==== Material supplied ====

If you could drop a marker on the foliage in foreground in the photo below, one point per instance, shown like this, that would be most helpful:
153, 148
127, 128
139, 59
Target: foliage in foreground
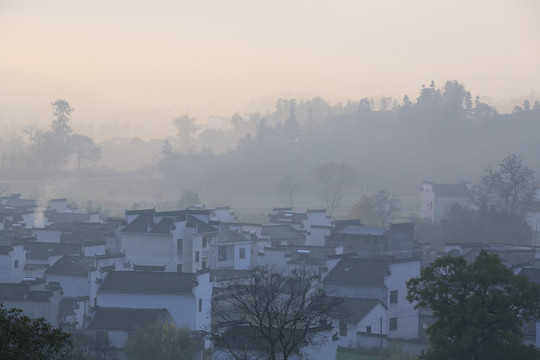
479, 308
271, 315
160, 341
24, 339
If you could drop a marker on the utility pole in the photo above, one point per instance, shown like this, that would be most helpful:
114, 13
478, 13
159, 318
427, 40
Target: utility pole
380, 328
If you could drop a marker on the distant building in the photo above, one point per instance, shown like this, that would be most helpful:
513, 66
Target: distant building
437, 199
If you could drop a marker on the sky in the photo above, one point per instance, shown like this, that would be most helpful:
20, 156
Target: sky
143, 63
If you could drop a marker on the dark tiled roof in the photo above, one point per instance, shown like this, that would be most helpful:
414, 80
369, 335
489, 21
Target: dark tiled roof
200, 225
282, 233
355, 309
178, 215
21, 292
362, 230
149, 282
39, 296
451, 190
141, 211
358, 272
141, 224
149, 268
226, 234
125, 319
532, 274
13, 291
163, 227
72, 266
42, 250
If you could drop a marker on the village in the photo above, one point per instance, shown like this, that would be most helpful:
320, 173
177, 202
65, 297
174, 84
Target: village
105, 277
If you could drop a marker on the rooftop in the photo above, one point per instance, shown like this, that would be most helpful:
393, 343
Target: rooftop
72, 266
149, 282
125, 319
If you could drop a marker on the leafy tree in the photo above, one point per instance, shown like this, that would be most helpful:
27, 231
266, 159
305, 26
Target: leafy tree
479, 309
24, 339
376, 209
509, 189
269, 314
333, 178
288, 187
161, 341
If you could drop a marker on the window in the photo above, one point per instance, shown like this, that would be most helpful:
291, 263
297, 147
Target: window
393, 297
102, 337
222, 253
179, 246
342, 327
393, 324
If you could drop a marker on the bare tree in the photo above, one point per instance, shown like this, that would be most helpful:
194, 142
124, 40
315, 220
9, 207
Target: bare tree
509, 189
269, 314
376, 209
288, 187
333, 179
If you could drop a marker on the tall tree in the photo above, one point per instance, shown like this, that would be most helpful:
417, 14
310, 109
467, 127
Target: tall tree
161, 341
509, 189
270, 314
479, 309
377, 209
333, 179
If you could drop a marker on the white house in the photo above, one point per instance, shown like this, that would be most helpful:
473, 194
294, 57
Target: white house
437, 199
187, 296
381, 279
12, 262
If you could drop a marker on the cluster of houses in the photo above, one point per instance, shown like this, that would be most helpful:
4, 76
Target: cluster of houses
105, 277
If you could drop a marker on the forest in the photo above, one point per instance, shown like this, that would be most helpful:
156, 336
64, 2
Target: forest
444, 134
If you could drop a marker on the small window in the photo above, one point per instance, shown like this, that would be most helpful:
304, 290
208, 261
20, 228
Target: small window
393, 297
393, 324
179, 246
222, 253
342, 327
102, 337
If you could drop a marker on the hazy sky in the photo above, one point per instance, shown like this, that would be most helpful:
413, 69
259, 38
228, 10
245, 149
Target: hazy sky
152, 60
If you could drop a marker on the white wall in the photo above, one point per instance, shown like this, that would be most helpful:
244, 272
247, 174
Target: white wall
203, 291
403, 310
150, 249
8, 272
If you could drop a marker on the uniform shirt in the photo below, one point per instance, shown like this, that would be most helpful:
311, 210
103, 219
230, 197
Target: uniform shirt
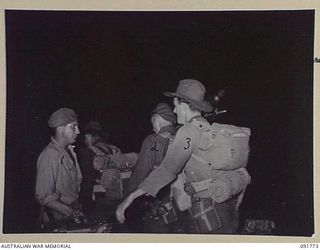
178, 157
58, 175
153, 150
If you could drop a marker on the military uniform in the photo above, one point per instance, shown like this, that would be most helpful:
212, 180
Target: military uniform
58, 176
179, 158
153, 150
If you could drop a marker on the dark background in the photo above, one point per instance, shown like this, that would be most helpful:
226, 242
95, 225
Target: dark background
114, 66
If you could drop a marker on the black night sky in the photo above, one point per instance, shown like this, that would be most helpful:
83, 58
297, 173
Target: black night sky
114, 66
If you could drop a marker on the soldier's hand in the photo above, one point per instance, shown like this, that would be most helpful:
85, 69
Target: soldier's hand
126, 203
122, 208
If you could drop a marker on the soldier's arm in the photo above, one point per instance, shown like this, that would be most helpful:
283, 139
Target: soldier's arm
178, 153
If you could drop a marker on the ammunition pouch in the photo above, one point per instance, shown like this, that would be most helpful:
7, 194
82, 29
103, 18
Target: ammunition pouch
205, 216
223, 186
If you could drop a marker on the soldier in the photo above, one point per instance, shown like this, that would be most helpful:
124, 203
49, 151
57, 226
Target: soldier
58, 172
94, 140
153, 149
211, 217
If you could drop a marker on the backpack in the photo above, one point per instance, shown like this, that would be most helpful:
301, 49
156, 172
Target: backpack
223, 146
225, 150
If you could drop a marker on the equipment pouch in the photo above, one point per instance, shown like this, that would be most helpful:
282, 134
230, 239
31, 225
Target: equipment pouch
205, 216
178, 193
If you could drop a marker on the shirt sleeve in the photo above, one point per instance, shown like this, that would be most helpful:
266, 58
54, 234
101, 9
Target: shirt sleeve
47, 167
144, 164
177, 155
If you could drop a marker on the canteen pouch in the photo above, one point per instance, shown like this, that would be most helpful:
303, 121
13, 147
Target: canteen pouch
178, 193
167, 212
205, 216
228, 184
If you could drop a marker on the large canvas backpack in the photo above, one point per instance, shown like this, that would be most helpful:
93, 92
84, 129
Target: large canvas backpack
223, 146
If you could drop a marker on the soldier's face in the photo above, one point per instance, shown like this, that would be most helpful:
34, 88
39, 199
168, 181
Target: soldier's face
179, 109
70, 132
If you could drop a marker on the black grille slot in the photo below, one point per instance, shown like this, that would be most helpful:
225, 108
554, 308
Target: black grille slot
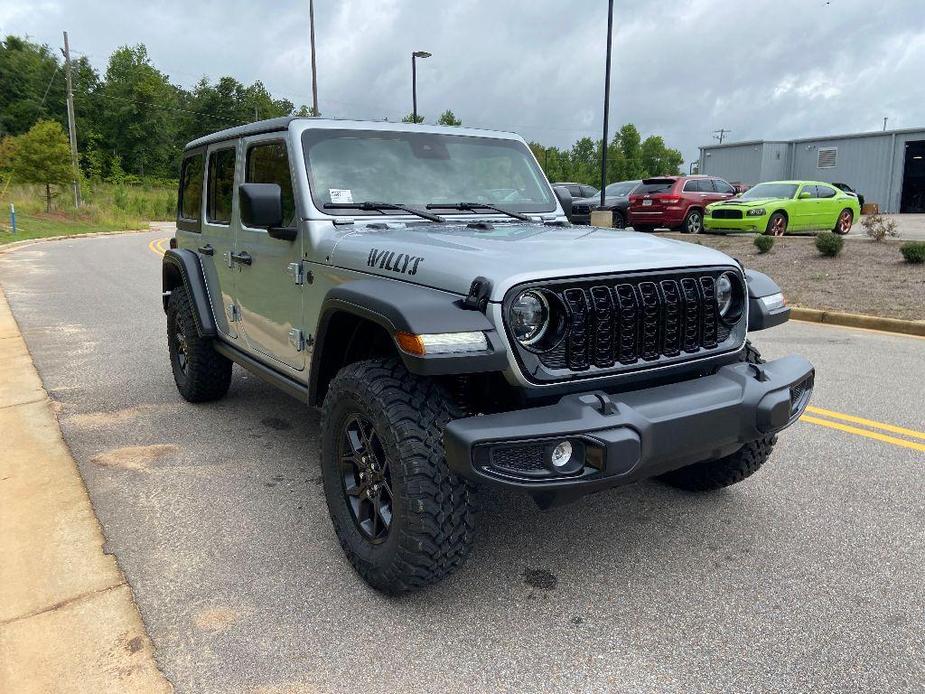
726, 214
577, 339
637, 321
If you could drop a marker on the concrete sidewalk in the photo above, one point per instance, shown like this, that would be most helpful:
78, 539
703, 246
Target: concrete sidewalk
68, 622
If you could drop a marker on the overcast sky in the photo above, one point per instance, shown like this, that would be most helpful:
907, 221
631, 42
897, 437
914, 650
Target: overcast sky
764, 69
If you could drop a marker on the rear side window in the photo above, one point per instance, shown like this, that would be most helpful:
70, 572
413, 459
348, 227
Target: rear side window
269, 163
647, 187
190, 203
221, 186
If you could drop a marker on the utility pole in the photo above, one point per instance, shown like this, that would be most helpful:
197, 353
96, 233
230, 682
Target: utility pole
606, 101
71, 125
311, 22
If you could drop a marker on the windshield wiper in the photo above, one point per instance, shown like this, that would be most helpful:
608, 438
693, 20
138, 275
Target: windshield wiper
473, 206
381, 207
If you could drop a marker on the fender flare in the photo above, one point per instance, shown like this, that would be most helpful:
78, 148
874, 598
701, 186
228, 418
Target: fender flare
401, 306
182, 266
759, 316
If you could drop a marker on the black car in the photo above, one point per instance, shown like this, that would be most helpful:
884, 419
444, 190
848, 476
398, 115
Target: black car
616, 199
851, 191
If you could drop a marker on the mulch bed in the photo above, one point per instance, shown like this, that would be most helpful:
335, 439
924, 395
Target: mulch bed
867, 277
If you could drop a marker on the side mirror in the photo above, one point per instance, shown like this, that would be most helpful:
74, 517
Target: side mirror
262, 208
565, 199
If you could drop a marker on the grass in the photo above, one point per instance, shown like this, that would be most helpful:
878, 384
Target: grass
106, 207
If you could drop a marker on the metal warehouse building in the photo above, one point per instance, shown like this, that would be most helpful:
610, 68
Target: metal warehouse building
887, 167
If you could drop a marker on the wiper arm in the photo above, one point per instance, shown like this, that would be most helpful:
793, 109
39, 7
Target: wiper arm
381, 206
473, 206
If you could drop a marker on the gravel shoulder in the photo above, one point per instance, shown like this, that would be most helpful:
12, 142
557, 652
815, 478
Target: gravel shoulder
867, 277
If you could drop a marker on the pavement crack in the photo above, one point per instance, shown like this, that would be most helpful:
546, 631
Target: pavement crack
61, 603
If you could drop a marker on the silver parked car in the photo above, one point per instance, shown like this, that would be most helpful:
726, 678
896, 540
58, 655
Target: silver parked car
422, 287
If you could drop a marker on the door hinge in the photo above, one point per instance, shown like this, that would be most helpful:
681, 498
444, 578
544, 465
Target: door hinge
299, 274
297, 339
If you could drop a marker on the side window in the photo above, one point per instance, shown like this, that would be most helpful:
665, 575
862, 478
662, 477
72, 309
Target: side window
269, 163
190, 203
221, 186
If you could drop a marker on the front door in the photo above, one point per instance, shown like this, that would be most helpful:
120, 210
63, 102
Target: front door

====

**Problem to solve:** Return each line of the records above in which the word "below" occurs.

**Exercise response:**
If you could drop a marker on the foliage in foreground in the photo below, one point per instance, shown like this, that would be most helpful:
If you could drop a marker on the uniform shirt in the photo below, one point per instance, shown like this, that would be most helpful:
If you could drop a marker on the black grille slot in the photo below, one point per instance, shown like this, that would be most helpful:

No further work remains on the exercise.